### [Given task]
In the material below, reproduce the stretch from the line containing "Target: boulder. Trace" through the line containing "[[[194,84],[256,86],[256,10],[204,13],[198,30]]]", with both of those lines included, and omit the pictures from your answer.

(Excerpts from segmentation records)
────

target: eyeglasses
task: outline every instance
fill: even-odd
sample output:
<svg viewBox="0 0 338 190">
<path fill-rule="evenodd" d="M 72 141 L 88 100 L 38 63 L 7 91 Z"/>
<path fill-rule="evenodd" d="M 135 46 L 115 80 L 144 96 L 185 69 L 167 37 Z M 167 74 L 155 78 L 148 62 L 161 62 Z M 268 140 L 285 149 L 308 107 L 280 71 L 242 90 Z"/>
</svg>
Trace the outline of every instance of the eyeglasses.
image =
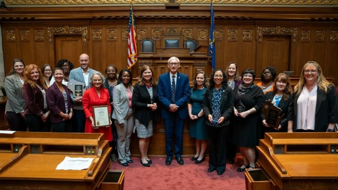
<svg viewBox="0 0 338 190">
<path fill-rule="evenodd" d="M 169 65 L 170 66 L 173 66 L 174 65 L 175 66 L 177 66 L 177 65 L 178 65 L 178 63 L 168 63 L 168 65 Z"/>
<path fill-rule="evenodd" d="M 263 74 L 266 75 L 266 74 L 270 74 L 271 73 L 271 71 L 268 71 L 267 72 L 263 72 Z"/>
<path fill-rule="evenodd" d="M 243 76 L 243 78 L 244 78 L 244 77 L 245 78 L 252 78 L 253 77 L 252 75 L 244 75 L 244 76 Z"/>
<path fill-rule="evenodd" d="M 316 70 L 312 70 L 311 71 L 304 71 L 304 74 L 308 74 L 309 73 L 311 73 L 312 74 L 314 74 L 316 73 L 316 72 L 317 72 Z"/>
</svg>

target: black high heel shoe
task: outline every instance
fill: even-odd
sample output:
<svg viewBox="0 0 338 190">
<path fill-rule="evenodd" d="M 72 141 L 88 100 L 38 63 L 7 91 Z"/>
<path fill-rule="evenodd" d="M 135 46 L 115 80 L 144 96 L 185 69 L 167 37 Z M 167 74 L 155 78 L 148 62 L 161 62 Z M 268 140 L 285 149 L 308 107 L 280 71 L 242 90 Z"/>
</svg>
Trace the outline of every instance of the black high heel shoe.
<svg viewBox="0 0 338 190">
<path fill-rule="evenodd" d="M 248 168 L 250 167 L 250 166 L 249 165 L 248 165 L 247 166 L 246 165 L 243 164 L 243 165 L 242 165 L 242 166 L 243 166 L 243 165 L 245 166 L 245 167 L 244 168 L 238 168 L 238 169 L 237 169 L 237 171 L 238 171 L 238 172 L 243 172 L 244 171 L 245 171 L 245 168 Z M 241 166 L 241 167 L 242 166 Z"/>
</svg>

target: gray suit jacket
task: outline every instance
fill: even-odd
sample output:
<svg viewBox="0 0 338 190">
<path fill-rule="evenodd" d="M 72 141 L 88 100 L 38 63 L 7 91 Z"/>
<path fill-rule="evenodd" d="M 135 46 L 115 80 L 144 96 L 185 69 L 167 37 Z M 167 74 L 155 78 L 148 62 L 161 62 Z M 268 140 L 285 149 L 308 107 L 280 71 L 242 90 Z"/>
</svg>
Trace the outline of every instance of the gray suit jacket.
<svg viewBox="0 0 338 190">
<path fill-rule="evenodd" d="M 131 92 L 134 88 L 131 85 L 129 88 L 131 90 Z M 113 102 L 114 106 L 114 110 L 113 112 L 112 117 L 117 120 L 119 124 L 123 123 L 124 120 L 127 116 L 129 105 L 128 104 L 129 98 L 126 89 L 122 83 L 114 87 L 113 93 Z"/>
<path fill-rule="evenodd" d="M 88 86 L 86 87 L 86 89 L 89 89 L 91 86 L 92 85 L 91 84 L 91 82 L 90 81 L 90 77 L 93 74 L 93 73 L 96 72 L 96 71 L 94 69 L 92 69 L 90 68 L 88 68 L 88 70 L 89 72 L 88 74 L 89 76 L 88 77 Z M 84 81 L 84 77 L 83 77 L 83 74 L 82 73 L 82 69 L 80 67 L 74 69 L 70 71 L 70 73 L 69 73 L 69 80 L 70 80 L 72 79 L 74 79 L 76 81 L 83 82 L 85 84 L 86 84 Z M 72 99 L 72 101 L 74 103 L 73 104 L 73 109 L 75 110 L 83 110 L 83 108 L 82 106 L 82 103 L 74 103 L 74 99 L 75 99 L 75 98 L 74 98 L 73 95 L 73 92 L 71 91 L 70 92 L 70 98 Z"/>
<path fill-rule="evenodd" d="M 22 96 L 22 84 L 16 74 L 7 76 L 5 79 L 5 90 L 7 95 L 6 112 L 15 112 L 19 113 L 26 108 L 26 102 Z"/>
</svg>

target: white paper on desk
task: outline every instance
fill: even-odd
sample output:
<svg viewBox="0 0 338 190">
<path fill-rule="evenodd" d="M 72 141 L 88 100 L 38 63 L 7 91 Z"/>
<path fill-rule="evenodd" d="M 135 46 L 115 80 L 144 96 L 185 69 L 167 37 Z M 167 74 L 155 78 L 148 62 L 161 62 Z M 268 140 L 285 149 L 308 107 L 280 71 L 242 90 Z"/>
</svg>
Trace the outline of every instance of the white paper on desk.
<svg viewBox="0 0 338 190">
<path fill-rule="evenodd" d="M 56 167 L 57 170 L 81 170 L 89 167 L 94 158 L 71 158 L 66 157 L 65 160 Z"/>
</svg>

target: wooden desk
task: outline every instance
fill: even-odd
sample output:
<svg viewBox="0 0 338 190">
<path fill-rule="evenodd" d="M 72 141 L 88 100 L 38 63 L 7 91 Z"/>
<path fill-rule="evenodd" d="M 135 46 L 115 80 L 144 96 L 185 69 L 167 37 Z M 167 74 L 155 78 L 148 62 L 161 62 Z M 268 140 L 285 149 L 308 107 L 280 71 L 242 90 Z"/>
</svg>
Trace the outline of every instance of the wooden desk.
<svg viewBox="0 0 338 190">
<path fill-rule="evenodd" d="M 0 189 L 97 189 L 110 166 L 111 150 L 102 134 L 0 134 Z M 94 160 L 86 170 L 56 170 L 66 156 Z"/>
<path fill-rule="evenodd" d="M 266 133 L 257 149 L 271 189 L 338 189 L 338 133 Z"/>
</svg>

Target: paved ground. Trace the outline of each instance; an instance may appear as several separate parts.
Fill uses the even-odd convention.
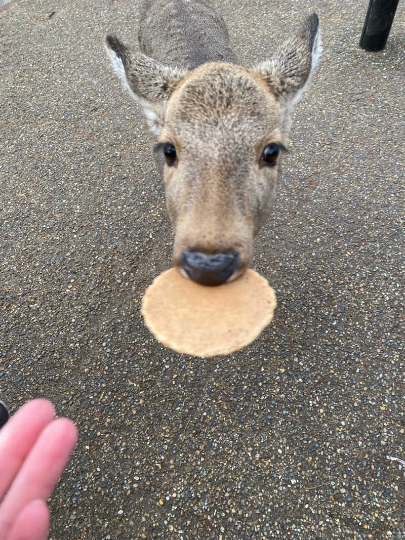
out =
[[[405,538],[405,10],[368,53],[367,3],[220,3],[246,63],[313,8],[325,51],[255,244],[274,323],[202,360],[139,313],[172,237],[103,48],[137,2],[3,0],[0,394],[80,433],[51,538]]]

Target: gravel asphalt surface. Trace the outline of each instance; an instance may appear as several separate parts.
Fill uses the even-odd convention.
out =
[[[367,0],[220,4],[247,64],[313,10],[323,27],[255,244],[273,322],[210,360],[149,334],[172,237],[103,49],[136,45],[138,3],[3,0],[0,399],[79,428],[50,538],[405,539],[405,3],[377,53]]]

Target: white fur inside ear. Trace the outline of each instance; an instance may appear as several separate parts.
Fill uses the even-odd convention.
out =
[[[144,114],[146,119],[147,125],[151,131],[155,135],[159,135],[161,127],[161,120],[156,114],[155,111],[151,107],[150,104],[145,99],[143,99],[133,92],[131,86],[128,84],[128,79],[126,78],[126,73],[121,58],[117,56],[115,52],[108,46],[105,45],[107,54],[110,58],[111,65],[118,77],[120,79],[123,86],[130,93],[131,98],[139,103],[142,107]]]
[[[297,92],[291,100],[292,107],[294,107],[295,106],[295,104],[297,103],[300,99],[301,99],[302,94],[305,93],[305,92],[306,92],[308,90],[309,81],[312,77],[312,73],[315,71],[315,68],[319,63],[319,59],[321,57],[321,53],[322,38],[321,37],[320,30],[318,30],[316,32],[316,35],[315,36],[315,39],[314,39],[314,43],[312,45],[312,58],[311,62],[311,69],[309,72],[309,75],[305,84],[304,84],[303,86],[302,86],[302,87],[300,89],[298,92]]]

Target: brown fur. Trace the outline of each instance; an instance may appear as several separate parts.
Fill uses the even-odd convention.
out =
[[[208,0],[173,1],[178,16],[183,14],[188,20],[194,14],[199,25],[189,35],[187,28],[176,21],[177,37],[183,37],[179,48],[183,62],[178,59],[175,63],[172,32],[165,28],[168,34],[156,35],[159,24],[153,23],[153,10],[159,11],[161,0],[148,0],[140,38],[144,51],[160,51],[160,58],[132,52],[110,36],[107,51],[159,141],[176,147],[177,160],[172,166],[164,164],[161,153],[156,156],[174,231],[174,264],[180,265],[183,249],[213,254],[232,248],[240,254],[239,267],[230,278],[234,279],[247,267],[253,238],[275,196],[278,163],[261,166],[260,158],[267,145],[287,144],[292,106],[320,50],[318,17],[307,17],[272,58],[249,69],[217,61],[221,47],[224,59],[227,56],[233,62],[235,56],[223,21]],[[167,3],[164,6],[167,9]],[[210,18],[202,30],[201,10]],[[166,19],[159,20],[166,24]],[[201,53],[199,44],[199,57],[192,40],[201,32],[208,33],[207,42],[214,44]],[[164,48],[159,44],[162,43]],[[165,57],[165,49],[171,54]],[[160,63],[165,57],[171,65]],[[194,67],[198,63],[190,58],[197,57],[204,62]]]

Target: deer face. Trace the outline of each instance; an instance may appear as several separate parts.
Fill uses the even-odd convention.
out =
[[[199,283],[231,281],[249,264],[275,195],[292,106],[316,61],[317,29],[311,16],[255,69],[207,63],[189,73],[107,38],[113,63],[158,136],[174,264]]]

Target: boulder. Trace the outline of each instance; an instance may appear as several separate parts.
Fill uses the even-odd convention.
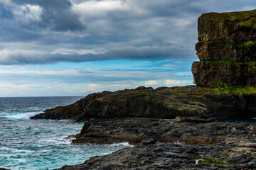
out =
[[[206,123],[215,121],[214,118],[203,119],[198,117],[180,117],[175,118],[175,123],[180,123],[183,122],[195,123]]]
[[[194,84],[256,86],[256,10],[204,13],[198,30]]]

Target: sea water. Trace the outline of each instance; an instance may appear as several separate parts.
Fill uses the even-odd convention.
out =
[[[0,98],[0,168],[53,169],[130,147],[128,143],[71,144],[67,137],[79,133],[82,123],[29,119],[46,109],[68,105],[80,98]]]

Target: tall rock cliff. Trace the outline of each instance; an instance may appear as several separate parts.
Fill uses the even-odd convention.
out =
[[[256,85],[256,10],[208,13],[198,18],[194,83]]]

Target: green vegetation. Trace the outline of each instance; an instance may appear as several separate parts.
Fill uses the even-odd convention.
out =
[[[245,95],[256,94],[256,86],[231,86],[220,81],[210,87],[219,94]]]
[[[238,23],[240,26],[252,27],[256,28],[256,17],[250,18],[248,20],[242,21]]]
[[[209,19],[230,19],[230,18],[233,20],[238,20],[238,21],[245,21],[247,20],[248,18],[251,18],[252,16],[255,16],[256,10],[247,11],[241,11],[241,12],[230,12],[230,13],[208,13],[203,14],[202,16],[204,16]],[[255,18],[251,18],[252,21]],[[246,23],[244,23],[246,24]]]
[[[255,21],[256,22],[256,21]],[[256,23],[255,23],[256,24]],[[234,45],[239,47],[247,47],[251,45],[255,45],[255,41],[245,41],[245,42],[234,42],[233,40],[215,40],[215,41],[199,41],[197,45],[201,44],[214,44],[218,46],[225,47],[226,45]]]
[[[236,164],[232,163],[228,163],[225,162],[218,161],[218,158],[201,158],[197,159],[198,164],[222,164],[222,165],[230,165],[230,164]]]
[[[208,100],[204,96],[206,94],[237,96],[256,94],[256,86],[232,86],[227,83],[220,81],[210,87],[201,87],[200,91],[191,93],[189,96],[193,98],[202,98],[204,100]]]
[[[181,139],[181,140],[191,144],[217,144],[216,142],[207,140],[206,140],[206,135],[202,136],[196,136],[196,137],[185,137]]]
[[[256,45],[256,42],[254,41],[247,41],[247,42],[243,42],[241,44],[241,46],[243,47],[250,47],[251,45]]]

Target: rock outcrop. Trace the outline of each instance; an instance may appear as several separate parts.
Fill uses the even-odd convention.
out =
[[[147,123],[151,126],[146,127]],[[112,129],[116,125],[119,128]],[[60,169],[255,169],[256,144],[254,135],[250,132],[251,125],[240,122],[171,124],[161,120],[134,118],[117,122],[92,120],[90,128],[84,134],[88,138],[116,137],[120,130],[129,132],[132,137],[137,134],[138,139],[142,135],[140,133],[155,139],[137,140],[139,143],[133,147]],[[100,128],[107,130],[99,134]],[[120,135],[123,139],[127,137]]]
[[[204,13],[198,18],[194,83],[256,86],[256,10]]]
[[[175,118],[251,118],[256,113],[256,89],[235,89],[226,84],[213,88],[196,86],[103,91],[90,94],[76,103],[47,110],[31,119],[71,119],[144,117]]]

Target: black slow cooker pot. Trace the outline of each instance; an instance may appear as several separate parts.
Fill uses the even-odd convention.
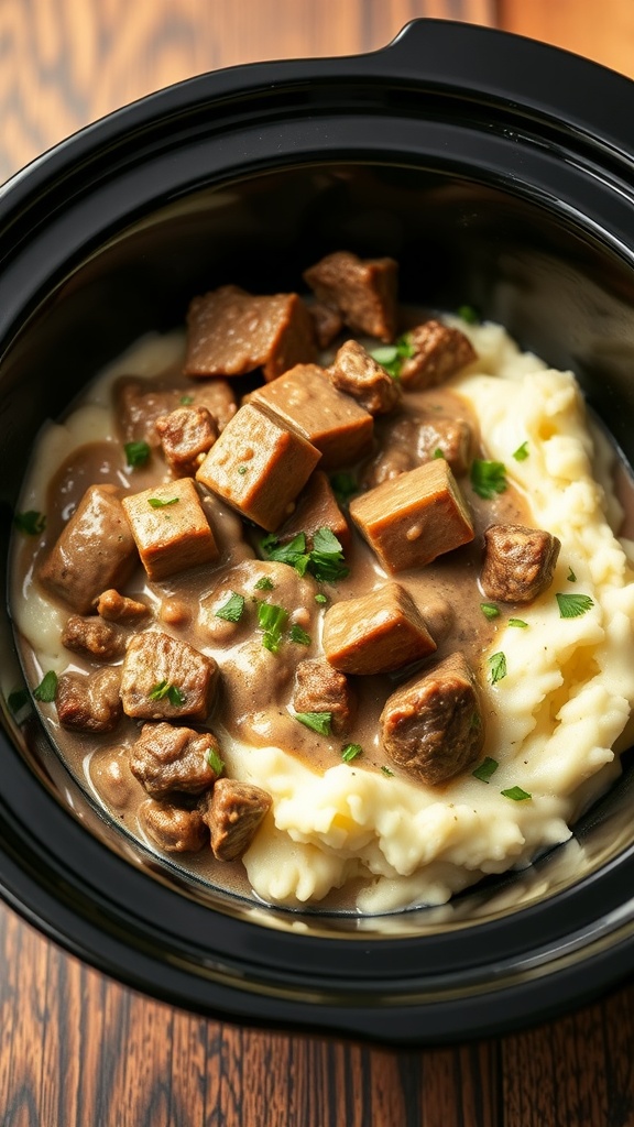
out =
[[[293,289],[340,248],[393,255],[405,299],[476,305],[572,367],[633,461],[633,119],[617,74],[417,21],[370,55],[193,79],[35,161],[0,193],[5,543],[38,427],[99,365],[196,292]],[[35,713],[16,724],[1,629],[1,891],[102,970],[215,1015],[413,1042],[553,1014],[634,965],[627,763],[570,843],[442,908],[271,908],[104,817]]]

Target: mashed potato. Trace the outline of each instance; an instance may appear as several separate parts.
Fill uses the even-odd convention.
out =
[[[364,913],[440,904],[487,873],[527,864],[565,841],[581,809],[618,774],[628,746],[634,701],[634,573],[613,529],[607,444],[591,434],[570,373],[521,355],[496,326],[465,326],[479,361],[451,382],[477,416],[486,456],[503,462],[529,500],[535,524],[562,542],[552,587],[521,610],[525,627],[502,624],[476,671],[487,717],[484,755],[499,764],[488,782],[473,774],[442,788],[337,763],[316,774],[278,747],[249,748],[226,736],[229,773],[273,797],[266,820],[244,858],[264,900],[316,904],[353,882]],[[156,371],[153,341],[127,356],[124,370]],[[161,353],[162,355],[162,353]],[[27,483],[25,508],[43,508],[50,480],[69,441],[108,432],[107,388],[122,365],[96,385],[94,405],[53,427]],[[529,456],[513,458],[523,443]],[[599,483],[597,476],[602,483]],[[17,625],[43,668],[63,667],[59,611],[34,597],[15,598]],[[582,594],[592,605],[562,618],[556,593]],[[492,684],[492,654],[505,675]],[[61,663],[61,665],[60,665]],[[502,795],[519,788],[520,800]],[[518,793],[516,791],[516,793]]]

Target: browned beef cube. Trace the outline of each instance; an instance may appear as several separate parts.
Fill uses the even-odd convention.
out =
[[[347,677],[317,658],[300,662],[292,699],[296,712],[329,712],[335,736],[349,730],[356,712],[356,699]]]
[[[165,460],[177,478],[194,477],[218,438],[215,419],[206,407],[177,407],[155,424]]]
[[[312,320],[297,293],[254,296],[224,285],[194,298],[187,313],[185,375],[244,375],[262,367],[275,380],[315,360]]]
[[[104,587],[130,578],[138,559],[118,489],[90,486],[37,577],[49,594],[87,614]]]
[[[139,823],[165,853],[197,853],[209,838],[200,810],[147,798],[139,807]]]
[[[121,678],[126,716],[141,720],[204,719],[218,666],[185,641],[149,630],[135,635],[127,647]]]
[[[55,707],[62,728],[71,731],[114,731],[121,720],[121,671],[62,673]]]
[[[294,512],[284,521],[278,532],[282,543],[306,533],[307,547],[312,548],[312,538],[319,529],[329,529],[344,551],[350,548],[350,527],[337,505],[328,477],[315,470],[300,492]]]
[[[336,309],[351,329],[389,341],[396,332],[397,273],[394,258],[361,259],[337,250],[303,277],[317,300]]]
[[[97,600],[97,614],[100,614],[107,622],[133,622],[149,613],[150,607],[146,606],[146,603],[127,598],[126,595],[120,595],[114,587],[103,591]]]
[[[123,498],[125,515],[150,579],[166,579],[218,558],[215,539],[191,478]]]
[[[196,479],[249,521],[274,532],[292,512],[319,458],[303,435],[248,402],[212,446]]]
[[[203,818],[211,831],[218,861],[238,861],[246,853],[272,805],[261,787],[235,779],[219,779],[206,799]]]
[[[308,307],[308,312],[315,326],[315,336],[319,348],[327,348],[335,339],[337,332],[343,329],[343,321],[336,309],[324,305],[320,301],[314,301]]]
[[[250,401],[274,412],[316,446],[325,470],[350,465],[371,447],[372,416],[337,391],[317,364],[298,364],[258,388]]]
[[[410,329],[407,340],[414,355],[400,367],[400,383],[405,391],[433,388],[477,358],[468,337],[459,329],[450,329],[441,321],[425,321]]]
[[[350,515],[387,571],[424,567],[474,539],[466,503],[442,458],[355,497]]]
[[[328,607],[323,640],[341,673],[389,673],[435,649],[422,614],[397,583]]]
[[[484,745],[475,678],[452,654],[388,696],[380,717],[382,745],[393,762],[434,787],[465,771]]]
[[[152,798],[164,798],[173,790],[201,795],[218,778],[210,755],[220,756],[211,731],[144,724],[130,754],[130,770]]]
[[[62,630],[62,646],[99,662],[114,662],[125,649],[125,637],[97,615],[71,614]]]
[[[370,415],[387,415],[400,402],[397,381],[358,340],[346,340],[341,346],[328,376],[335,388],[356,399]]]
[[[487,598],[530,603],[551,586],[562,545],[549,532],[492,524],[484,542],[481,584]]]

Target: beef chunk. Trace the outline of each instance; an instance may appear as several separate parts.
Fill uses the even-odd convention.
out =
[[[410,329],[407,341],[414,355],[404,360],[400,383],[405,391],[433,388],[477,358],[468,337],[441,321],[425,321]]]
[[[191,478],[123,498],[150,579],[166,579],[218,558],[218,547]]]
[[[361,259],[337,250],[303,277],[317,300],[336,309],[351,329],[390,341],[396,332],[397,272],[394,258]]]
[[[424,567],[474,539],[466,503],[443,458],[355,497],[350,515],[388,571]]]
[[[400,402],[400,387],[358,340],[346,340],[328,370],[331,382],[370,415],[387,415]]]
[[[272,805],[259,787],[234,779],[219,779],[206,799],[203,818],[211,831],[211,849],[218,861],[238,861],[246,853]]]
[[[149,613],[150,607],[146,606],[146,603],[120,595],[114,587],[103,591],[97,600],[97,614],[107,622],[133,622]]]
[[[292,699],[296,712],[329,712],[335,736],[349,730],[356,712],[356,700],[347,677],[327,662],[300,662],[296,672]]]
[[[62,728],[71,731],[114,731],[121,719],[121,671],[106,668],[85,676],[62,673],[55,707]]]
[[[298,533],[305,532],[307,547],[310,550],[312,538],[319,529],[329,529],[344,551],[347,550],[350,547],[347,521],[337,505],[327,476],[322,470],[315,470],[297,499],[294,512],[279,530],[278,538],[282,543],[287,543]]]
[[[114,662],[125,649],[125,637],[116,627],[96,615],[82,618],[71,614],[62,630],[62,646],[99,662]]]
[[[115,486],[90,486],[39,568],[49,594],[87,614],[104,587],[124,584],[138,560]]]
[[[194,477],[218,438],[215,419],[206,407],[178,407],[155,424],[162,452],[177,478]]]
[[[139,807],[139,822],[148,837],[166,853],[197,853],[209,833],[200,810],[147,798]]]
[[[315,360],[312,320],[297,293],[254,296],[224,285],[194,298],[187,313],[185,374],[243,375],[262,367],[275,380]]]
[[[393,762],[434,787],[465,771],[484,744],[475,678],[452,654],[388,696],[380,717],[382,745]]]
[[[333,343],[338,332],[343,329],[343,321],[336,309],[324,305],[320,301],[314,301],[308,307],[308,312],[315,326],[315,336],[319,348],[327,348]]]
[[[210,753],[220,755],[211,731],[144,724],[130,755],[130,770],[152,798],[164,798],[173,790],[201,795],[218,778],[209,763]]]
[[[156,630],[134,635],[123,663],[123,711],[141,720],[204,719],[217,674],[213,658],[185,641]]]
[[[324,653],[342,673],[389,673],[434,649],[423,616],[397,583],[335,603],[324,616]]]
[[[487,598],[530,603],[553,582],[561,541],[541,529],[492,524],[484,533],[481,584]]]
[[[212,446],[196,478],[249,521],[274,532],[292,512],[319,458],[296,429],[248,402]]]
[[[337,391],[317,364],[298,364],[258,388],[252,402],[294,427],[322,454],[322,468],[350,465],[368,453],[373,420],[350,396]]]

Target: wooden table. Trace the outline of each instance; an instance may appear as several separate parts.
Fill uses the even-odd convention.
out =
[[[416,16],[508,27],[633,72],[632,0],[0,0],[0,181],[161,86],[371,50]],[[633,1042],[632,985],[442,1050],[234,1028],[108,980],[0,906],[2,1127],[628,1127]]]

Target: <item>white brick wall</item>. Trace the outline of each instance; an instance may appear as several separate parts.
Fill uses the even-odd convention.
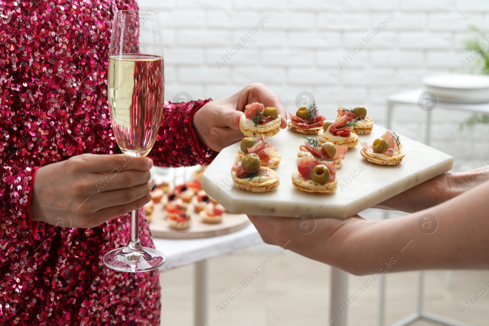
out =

────

### [Result below]
Target: boulder. Trace the outline of each instance; an instance may appear as several separate parts.
Fill uses the even-odd convention.
out =
[[[206,123],[215,121],[214,118],[203,119],[198,117],[180,117],[175,118],[175,123],[180,123],[183,122],[195,123]]]
[[[194,84],[256,86],[256,10],[204,13],[198,30]]]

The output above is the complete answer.